All year, I work to try to avoid this very thing – getting sick. And I’m not talking cough, sniffle, sneeze sick, I’m talking shivers, trouble swallowing, ear aching, nose won’t stop running even though you blew it dry, sick. Let me tell you, it sucks.
I felt it coming on late Monday, after I spent my whole day (starting at 6:45am) on site at a client conference. Then, bam! Tuesday morning I woke up with half a sore throat, an aching ear and an inability to swallow anything with a consistency more solid than mashed potatoes.
Blame it on the change in weather – which by the way, is amazing at the moment but I can’t enjoy it because I’m home, sick as a dog, working while laying on the couch with the TV off. What frustrates me is that I can’t do anything about it. After seeing my doctor. Pure luck that I scheduled an appointment for yesterday. She broke the news to me. “It looks like you have a virus.” Dum dum dum. My world came crashing down. A virus? How in the world did that happen? I wash my hands, eat well, make sure I stay away from sick people, and yet … I have been diagnosed by the professional. The only good news is that she put me on a Z-Pak, a five-day antibiotic treatment whose powers are so great that hopefully it will have me feeling better before the long weekend rolls around.

=== Extracted records ===
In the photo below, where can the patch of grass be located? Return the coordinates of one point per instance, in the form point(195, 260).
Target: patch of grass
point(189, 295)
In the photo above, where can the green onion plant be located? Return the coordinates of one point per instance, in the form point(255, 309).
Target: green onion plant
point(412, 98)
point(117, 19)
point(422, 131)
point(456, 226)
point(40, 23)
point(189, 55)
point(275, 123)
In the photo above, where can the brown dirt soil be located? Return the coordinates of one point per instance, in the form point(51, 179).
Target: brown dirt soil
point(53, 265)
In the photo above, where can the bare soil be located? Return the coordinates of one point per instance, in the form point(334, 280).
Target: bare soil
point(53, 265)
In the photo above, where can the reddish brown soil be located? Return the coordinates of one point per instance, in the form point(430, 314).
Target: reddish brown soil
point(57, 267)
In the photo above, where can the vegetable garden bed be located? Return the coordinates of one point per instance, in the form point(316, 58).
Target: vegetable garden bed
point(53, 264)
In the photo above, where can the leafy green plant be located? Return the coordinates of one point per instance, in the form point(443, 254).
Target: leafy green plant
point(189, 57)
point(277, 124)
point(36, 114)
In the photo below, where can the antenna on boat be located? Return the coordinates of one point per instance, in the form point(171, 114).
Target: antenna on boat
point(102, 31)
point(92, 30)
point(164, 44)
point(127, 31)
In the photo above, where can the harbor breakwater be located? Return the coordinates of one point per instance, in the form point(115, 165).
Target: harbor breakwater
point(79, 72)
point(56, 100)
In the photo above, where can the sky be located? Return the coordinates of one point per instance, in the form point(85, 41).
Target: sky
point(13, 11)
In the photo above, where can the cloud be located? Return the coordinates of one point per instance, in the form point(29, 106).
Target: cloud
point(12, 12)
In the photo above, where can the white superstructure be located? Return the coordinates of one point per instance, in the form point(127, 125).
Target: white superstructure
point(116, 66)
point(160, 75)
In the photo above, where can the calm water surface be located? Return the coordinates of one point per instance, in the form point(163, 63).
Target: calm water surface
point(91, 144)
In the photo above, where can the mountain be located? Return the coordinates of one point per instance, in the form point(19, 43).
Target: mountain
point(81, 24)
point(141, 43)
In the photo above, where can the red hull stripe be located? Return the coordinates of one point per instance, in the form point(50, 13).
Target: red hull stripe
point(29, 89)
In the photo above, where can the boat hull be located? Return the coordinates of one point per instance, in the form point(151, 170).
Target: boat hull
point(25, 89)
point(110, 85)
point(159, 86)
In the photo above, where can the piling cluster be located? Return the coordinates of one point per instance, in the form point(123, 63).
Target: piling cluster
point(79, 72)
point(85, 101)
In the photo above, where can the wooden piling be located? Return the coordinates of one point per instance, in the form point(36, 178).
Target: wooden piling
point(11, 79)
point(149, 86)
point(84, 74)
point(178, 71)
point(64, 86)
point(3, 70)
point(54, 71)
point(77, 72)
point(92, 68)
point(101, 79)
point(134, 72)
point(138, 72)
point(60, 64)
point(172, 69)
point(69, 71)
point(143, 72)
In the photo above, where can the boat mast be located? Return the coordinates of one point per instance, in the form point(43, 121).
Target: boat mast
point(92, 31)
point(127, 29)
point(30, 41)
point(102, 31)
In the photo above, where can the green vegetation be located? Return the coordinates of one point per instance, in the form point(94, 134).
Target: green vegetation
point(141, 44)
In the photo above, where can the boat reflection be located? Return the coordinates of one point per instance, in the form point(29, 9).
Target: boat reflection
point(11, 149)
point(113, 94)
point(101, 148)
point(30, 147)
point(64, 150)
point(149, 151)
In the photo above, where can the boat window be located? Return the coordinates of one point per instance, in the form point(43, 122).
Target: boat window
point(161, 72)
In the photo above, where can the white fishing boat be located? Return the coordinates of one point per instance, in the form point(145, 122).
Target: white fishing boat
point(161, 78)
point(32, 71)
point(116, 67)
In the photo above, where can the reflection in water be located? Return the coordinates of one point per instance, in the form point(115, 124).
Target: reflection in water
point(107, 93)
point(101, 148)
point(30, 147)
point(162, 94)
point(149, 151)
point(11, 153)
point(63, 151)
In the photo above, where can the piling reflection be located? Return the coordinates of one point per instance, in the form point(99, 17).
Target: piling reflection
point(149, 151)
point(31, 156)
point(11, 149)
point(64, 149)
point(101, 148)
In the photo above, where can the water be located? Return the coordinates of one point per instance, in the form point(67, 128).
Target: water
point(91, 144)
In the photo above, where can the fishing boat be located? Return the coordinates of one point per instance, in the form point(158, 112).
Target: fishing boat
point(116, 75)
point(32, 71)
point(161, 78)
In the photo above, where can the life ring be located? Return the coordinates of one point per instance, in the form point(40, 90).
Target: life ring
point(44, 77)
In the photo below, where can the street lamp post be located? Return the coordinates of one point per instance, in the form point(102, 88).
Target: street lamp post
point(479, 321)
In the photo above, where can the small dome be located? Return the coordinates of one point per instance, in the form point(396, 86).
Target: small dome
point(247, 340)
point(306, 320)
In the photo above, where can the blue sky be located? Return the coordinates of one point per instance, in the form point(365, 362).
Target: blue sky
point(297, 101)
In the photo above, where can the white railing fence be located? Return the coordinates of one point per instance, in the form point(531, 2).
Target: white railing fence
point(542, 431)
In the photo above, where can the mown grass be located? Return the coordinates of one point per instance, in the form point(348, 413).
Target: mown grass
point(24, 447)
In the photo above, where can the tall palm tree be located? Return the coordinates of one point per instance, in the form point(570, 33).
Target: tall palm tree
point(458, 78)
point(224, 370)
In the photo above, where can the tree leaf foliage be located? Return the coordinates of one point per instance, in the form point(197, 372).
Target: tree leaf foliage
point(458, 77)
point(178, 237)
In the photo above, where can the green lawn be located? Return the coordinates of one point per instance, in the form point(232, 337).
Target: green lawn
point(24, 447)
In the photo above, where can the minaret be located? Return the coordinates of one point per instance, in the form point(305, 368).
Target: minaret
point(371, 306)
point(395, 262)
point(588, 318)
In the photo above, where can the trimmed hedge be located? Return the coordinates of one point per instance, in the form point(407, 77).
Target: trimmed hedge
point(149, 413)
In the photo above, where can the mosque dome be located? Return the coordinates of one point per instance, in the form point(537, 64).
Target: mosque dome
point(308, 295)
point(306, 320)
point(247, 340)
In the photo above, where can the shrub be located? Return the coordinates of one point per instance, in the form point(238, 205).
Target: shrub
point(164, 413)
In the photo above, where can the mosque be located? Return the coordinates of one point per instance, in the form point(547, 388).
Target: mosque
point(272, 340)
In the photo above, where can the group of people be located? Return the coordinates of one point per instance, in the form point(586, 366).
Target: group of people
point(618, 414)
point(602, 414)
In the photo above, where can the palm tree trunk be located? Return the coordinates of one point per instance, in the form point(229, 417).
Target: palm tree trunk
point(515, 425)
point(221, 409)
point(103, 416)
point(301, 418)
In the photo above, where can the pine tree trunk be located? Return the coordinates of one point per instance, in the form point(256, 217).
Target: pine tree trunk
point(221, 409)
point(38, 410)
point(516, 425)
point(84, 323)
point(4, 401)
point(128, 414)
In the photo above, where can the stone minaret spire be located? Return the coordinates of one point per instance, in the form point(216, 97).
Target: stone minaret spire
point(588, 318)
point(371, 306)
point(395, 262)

=== Exercise objective ===
Return the entire post about falling sick with a virus word for word, with nothing changed or left out. Rely only on the post about falling sick with a virus, not on the lines.

=== Expected output ===
All year, I work to try to avoid this very thing – getting sick. And I’m not talking cough, sniffle, sneeze sick, I’m talking shivers, trouble swallowing, ear aching, nose won’t stop running even though you blew it dry, sick. Let me tell you, it sucks.
I felt it coming on late Monday, after I spent my whole day (starting at 6:45am) on site at a client conference. Then, bam! Tuesday morning I woke up with half a sore throat, an aching ear and an inability to swallow anything with a consistency more solid than mashed potatoes.
Blame it on the change in weather – which by the way, is amazing at the moment but I can’t enjoy it because I’m home, sick as a dog, working while laying on the couch with the TV off. What frustrates me is that I can’t do anything about it. After seeing my doctor. Pure luck that I scheduled an appointment for yesterday. She broke the news to me. “It looks like you have a virus.” Dum dum dum. My world came crashing down. A virus? How in the world did that happen? I wash my hands, eat well, make sure I stay away from sick people, and yet … I have been diagnosed by the professional. The only good news is that she put me on a Z-Pak, a five-day antibiotic treatment whose powers are so great that hopefully it will have me feeling better before the long weekend rolls around.